--- Start of Extracted material ---
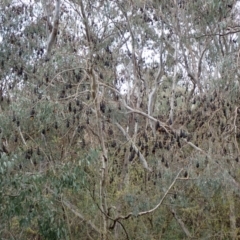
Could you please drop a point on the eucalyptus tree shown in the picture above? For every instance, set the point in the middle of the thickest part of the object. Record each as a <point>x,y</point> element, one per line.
<point>110,110</point>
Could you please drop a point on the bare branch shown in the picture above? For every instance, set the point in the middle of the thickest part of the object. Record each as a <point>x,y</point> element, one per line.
<point>141,157</point>
<point>157,206</point>
<point>53,34</point>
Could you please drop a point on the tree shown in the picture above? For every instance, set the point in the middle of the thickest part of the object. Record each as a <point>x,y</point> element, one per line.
<point>80,158</point>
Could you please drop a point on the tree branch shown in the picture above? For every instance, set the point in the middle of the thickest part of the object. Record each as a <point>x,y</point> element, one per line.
<point>53,34</point>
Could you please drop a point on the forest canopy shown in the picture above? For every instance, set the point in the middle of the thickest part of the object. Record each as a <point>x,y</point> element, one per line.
<point>119,119</point>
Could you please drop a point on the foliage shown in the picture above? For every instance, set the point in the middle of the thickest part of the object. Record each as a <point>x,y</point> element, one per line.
<point>127,128</point>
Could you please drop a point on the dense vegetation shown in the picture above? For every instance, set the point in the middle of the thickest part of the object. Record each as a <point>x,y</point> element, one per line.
<point>119,119</point>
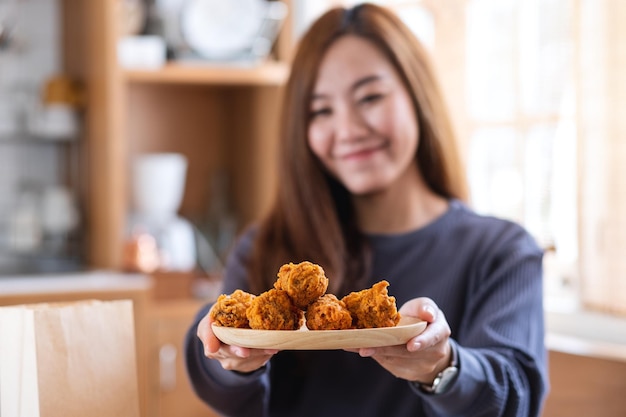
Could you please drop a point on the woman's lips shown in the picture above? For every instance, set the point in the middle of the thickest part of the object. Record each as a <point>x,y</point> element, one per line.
<point>360,154</point>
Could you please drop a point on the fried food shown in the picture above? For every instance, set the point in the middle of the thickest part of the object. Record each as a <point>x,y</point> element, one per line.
<point>274,310</point>
<point>230,309</point>
<point>328,313</point>
<point>304,282</point>
<point>372,307</point>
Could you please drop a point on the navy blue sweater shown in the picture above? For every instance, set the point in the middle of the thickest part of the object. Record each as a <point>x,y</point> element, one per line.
<point>486,276</point>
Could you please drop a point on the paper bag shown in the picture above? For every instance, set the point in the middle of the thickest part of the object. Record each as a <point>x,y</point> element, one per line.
<point>68,360</point>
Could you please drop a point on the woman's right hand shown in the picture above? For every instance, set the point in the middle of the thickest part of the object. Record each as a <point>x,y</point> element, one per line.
<point>232,358</point>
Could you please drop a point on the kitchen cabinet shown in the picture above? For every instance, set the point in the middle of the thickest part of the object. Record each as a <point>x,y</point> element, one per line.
<point>223,118</point>
<point>169,390</point>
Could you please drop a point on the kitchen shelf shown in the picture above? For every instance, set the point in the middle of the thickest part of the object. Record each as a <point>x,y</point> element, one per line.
<point>270,73</point>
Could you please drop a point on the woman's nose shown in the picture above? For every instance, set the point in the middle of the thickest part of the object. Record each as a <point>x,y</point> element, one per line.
<point>349,125</point>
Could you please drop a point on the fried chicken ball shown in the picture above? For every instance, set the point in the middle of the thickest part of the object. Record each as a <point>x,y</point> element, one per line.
<point>304,282</point>
<point>274,310</point>
<point>328,313</point>
<point>230,309</point>
<point>372,307</point>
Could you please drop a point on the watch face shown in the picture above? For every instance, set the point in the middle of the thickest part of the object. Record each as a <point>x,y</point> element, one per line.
<point>445,379</point>
<point>221,29</point>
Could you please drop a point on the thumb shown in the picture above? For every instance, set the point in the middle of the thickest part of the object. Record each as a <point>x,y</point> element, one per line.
<point>423,308</point>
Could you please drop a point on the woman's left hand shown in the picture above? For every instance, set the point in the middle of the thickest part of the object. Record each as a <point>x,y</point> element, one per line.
<point>423,356</point>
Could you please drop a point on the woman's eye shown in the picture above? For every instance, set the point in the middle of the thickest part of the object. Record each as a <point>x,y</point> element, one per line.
<point>323,111</point>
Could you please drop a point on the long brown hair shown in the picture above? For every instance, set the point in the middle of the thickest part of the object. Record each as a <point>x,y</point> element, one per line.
<point>312,217</point>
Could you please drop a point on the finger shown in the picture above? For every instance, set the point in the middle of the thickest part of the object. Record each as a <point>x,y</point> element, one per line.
<point>435,333</point>
<point>205,334</point>
<point>423,308</point>
<point>239,351</point>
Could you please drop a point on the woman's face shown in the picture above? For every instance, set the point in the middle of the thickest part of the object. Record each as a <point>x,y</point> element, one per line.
<point>362,122</point>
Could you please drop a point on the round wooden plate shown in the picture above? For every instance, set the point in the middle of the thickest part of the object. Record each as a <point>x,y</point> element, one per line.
<point>305,339</point>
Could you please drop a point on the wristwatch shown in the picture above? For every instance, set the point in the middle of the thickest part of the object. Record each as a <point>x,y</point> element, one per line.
<point>444,379</point>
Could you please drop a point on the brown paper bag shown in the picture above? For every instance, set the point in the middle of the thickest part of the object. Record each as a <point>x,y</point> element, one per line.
<point>68,360</point>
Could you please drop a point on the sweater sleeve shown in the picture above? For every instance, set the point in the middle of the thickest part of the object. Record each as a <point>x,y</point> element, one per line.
<point>500,345</point>
<point>228,392</point>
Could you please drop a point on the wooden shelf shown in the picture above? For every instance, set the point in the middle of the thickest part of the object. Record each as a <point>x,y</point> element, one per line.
<point>270,73</point>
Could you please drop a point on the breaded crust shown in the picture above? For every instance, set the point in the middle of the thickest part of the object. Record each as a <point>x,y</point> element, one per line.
<point>304,282</point>
<point>274,310</point>
<point>372,307</point>
<point>230,309</point>
<point>328,313</point>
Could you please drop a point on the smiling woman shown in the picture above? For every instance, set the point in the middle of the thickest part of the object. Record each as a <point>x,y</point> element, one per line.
<point>373,189</point>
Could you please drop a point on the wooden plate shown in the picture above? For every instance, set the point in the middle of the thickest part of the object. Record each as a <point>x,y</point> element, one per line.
<point>305,339</point>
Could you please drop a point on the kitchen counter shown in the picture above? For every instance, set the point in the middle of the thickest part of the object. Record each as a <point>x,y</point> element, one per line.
<point>587,333</point>
<point>74,282</point>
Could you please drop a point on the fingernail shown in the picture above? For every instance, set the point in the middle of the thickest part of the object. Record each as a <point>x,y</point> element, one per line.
<point>430,310</point>
<point>367,352</point>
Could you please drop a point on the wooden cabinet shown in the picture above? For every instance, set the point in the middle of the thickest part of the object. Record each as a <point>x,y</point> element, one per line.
<point>222,118</point>
<point>169,390</point>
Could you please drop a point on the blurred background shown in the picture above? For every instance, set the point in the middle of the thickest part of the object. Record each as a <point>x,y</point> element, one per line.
<point>94,94</point>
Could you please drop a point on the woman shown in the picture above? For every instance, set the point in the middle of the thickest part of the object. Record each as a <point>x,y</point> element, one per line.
<point>373,189</point>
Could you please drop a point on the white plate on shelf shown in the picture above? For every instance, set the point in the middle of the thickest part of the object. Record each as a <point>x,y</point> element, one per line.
<point>305,339</point>
<point>222,29</point>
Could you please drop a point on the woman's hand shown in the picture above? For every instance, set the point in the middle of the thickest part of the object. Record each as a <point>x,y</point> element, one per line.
<point>233,358</point>
<point>423,356</point>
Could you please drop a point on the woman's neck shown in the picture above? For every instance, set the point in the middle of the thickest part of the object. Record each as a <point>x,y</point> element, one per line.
<point>405,206</point>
--- End of Extracted material ---
Task requirements: Everything from the line containing "Could you please drop a point on the white" to the end of the data above should be quoted exactly, please, both ends included, and nothing outside that span.

The completed task:
Could you please drop a point on the white plate on shelf shown in the picture above? For every instance, set the point in the middle of the thickest part of the object. Record each as a <point>x,y</point> element, one per line.
<point>305,339</point>
<point>222,29</point>
Could you please drop a point on the woman's hand shown in the picture above? For every instance, set the point in the middle of the thickest part of the object. Record each as a <point>x,y</point> element, one per line.
<point>233,358</point>
<point>423,356</point>
Could you please drop a point on the woman's neck shown in the picture above? For every instance, set the point in the middle of the thickest part of the object. Record each as a <point>x,y</point> element, one per line.
<point>405,206</point>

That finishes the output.